> **CONSEGNA**
Puoi riprodurre fedelmente, dall'estratto sul Kossovo, il tratto che va da "Per quanto riguarda" fino a "da Il Manifesto."?

> **ESTRATTO DEL TESTO**

Per quanto riguarda gli aspetti della cultura, stiamo anche cercando
di stimolare una riflessione sull’aspetto della vendetta e sulla
necessità del suo superamento, richiamando gli albanesi del Kossovo
alle loro tradizioni culturali, in particolare quella della riconciliazione,
come ci hanno chiesto di fare gli amici albanesi che hanno partecipato
a tale movimento. Questo lo abbiamo fatto portando a conoscenza
degli albanesi l’esperienza sulla riconciliazione in Sudafrica,
che è stata oggetto di un bel libro, pubblicato da Il Manifesto.
Il saggio da me scritto su questo argomento, oltre a far conoscere
l’esperienza del Sudafrica, cerca anche di avanzare una proposta
di applicazione dello stesso principio per il Kossovo, per i reati
"non sistematici" (quelli, cioé, non perseguibili dalla Corte Internazionale
dell’Aia). L’articolo da me scritto su questo argomento è stato
tradotto in albanese per conto del Direttore di una delle maggiori
riviste kossovare e pubblicato nel suo giornale [10].
La speranza del Direttore, ed anche mia, è quella che la pubblicazione
dell’articolo possa servire a stimolare un dibattito che ci si augura
possa coinvolgere gli intellettuali del luogo, la stessa Università
ed anche i politici locali, con una tavola rotonda sull’argomento
ed eventualmente con progetti specifici per l’attuazione di questo
obiettivo.
Oltre a questo, abbiamo un progetto di formazione di formatori
locali, parzialmente finanziato dalla Regione Toscana nella sua
legge sulla pace. Questo progetto punta ad incoraggiare i gruppi
che sia nel Kossovo che in Serbia hanno lavorato con la nonviolenza
contro la guerra, per il dialogo e la ricerca pacifica di soluzioni.
Ora questi gruppi sono scoraggiati e messi ai margini. Ma la nostra
speranza ed il nostro progetto è quello di rinforzarli, riportando
in primo piano le loro competenze in questo campo e ristabilendo
quella rete di relazioni tra gruppi kossovari, serbi, montenegrini
e macedoni, che prima della guerra era attiva, ma che ora stenta
a rimettersi in moto. Per far questo prevediamo di organizzare vari
training alla nonviolenza, sia nei suoi aspetti di azione diretta,
ma sia soprattutto nelle sue capacità di superamento dei conflitti
e di ricerca di momenti e forme di riconciliazione tra i nemici
e gli avversari. Abbiamo per questa iniziativa l’impegno di alcuni
dei migliori trainers mondiali. Si prevedono training prima separati
tra i vari gruppi etnici, poi, gradualmente, dei training comuni,
che facciano interagire direttamente i partecipanti e servano a
rimettere in funzione la rete di rapporti di cui sopra. Le persone
che parteciperanno ai training dovrebbero essere quelle attive nelle
varie organizzazioni non governative dei rispettivi paesi, che fanno
parte della società civile e che sono interessate alla nonviolenza.

> **MATERIALE**
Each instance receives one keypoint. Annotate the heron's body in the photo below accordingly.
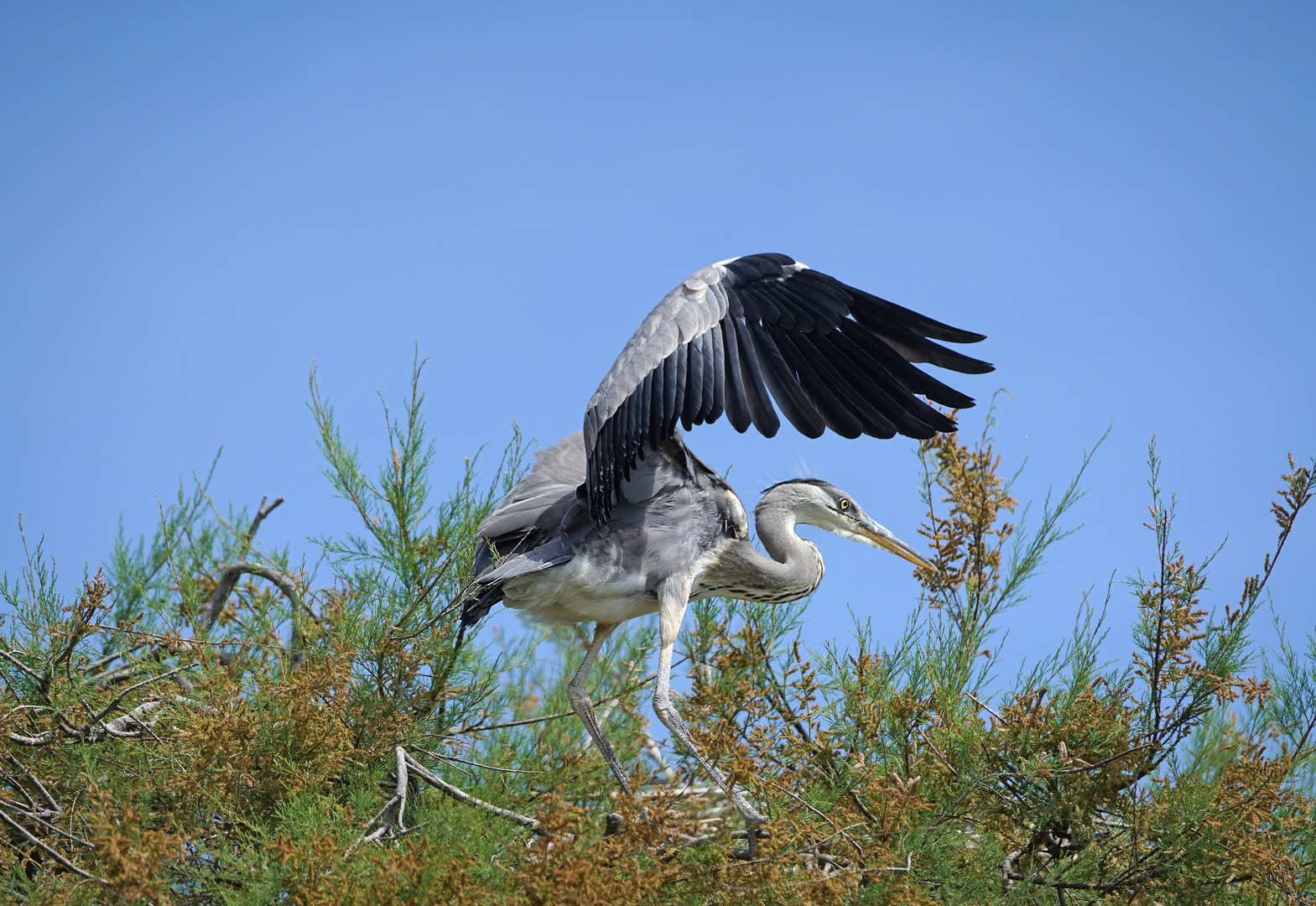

> **SOLUZIONE SCRITTA**
Per quanto riguarda gli aspetti della cultura, stiamo anche cercando
di stimolare una riflessione sull’aspetto della vendetta e sulla
necessità del suo superamento, richiamando gli albanesi del Kossovo
alle loro tradizioni culturali, in particolare quella della riconciliazione,
come ci hanno chiesto di fare gli amici albanesi che hanno partecipato
a tale movimento. Questo lo abbiamo fatto portando a conoscenza
degli albanesi l’esperienza sulla riconciliazione in Sudafrica,
che è stata oggetto di un bel libro, pubblicato da Il Manifesto.